• **SHORT TASK**
List every line in the rows below that contains the word "christmas", copying each one in full.

[Stored items]
........
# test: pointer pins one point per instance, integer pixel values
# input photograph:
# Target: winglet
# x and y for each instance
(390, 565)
........
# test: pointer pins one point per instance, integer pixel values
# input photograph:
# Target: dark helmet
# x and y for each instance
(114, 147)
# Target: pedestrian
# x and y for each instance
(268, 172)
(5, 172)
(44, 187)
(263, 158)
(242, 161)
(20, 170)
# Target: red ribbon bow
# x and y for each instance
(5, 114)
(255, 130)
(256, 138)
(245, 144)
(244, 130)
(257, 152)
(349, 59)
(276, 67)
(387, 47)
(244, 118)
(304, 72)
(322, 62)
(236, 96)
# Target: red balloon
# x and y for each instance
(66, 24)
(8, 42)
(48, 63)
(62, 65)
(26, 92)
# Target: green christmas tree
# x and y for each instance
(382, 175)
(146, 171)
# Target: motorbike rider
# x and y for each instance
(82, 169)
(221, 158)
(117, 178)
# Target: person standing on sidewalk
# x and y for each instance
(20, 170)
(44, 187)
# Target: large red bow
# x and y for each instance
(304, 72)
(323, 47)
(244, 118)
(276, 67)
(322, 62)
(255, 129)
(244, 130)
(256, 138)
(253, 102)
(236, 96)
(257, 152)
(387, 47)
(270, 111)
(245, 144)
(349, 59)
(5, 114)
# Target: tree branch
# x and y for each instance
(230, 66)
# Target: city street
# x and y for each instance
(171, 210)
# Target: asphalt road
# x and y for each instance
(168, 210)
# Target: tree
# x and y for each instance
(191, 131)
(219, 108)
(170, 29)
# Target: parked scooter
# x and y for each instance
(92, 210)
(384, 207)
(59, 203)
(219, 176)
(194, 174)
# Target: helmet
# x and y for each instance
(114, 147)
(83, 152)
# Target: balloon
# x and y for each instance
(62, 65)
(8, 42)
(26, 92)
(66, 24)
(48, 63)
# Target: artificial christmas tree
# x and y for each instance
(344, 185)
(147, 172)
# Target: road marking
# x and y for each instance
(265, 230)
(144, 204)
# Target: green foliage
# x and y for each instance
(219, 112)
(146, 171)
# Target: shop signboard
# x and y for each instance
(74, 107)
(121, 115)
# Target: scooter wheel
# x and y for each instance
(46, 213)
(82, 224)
........
• **CORRECT RESULT**
# Target: green christmas tree
# Target: artificial christmas tree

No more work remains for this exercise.